### [Excerpt to read]

----

In 2017, the World Health Association named P. aeruginosa one of the “critical priority” pathogens posing the greatest threat to human health.
“I see this every day in my clinical practice,” Bollyky said. “What starts off as a little cut can’t heal as a result of a persistent, drug-resistant bacterial infection. The toll in terms of sickness, death and dollars is enormous.” Infected diabetic foot ulcers are the single biggest cause of amputation, he said.
P. aeruginosa is itself frequently infected with a phage called Pf. This phage lives inside the bacteria but can be shed from the bacterial surface into the surrounding environment (such as a wound), much like the virus herpes lives in our cells and is shed from cold sores. In the study, Bollyky’s team showed Pf was common in wounds infected with P. aeruginosa. The researchers examined 111 patients with microbially infected, non-healing wounds and found that 37 of them were infected with P. aeruginosa. Two-thirds of those wounds infected with P. aeruginosa were carrying Pf—a fraction that grew the longer a wound persisted.
To prove Pf actually promotes P. aeruginosa infections rather than merely co-exists with them, the scientists inoculated small wounds in the skin of mice with P. aeruginosa strains that either did or didn’t contain Pf. They observed that the two strains differed greatly in their ability to establish wound infections. The inoculation dose necessary to result in a reliable P. aeruginosa infection was 50 times larger if it lacked Pf.

----

Natural-language object grounding data
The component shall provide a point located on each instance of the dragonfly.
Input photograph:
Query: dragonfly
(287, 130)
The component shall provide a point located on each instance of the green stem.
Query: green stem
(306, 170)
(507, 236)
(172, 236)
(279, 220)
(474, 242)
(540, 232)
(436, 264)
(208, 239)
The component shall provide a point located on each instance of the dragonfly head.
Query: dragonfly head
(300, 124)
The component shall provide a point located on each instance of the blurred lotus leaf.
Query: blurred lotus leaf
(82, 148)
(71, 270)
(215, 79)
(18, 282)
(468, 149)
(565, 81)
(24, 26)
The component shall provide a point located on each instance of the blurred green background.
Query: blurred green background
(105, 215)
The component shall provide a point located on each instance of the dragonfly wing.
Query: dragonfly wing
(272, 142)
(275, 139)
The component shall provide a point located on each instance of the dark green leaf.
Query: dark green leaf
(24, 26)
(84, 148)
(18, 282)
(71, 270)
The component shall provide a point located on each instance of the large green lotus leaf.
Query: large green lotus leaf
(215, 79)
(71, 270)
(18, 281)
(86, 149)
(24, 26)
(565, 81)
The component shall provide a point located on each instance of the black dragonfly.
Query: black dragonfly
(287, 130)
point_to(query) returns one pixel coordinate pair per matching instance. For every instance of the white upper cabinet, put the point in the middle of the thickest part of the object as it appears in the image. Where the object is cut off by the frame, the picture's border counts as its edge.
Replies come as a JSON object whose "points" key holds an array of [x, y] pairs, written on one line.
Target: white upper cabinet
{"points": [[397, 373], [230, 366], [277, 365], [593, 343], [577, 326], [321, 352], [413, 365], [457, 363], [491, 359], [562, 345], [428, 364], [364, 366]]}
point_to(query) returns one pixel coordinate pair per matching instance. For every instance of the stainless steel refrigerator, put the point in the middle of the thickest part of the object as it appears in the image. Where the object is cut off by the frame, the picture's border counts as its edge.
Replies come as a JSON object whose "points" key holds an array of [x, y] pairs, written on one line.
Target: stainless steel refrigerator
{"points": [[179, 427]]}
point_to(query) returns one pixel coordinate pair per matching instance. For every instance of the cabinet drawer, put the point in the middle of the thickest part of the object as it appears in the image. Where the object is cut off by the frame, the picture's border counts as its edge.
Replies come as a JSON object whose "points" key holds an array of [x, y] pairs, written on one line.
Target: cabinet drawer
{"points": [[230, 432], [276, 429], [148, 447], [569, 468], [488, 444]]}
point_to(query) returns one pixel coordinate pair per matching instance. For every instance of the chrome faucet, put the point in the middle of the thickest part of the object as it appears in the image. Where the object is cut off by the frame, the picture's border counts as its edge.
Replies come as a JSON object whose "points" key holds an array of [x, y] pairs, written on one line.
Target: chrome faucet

----

### [What this exercise asks]
**A)** In the excerpt on the Pf phage, how many of the 111 patients with non-healing wounds had infections with P. aeruginosa?
**B)** List every measure Bollyky names, in his quote in the Pf phage excerpt, for the toll of persistent, drug-resistant bacterial infection.

### [Answers given]
**A)** 37 of them.

**B)** Sickness, death and dollars.